What is needed - Nothing but the lines from the one containing "Exercise. Mark the grass tuft" through the last line of the records below should be written out, each exactly as it stands.

[Records from a collection]
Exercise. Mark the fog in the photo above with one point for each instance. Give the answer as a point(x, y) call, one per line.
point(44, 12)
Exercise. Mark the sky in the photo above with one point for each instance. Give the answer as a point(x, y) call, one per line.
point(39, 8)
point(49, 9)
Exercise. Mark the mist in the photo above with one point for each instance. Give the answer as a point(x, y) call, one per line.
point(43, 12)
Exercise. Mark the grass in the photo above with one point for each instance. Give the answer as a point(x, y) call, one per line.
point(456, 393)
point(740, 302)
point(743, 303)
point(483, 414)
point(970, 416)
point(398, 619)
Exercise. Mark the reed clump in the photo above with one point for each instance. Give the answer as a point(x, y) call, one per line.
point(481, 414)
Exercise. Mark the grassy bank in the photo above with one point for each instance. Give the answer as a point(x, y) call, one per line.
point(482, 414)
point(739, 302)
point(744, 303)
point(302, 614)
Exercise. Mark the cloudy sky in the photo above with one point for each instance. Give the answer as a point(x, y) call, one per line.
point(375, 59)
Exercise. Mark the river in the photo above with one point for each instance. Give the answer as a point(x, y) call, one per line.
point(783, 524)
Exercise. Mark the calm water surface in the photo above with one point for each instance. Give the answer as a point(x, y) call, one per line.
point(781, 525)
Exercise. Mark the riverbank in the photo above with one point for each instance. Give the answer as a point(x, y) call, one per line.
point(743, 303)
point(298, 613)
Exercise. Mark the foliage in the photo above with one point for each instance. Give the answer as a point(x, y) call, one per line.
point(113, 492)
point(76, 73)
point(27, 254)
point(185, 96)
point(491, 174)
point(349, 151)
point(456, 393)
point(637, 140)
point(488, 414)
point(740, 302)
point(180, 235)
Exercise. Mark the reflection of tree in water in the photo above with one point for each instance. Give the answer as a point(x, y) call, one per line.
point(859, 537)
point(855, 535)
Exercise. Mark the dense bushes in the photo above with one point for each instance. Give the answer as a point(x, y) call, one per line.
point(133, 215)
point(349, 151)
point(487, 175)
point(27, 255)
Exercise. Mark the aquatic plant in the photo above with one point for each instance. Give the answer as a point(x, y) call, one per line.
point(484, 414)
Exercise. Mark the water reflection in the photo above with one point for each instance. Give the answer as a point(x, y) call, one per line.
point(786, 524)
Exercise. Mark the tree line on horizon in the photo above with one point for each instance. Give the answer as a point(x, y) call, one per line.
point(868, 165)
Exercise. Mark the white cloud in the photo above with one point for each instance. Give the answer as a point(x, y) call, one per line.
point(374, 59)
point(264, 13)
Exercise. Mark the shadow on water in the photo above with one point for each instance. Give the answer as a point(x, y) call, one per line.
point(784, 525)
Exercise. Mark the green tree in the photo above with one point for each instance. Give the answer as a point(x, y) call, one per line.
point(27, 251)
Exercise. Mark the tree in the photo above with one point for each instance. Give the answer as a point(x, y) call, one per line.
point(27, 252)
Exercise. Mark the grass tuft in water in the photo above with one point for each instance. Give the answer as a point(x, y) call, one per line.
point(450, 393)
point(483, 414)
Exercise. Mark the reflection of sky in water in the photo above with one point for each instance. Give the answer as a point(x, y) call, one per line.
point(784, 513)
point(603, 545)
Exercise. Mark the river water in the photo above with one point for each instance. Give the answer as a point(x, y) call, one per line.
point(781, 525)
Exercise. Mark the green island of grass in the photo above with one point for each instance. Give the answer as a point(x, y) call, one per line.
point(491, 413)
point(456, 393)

Problem solution -
Exercise. Mark the grass tuft in water in the photo above with one point for each instance. Give the answer as a point(x, y) call, one per line.
point(450, 393)
point(483, 414)
Exercise. Mark the reflection of sky in water in the photo above with one point for each instance. Give the answer as a point(x, y) call, one per line.
point(784, 513)
point(603, 545)
Exercise. Mark the river water in the photo above with one point for each instance. Give the answer as a point(x, y) call, one per line.
point(781, 525)
Exercise. Mark the green island of grass in the photo above with one point for each instance. Give the answer as a point(x, y) call, one per line.
point(491, 413)
point(456, 393)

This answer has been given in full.